> _MATERIALS PROVIDED_:
^^^^^^^^^^^^^^^^

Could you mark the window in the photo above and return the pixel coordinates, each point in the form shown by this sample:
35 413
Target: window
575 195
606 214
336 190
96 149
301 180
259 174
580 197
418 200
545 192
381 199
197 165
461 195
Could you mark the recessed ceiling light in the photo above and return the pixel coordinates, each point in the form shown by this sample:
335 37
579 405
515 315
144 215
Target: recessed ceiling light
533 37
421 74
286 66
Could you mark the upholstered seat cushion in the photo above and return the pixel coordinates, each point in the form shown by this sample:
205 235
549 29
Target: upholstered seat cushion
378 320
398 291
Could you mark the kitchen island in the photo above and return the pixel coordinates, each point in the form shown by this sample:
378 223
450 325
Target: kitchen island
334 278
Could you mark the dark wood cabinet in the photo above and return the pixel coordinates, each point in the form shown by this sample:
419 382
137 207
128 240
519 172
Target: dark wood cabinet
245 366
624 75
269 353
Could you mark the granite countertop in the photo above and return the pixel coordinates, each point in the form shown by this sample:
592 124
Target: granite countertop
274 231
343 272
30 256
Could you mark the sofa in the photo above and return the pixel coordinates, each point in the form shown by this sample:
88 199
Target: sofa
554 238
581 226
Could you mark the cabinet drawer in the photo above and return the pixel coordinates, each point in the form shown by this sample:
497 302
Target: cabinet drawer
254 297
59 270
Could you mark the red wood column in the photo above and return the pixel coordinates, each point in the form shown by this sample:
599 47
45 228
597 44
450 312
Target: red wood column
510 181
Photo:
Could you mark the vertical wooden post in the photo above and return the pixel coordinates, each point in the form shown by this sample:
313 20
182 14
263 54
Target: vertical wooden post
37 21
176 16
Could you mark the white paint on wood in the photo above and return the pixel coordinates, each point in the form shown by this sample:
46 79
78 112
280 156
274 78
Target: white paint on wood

^^^^^^^^^^^^^^^^

> _THE REQUEST_:
Rewrite every line from the one containing "Could you mark the dark" through the end of the material above, changing only the answer pixel coordinates: multiply each by 0.25 and round to a whole number, rounding halves up. Keep all other lines and numbers unchanged.

> _FINISHED TASK_:
Could you mark the dark wood cabinet in the photo above and return the pixel coordinates, each point in the form shown by this sample:
419 382
137 207
128 240
519 172
Target: dark wood cabinet
61 92
156 19
67 88
Could you mark the granite countertop in the photo above and return the pixel coordinates, each point in the form shown by this sample:
592 124
Target: granite countertop
69 58
86 68
8 64
Could you mark the sofa in the photo above and return the pixel coordinates, each point in the form shown by this sample:
88 199
Target: sofa
139 60
145 57
Could you mark the cabinet drawer in the photo above and return the pixel coordinates, each point in the form shown by this sample:
497 302
Target: cabinet drawer
64 74
15 68
Could you mark the red wood column in the photo above and return the pixel coordinates, each point in the form shown by this sample:
599 47
45 228
597 44
450 312
Target: red wood column
128 45
Photo:
Could you mark the vertical wooden post in the photo above and return the pixel coordinates, each point in the form shown by this sample:
313 20
182 14
263 54
Target: vertical wooden post
9 5
44 4
Could you mark the white paint on wood in the photo above and return the pixel coordinates, each point in the form shown by this sample:
46 79
78 112
280 156
274 78
Target: white paint on wood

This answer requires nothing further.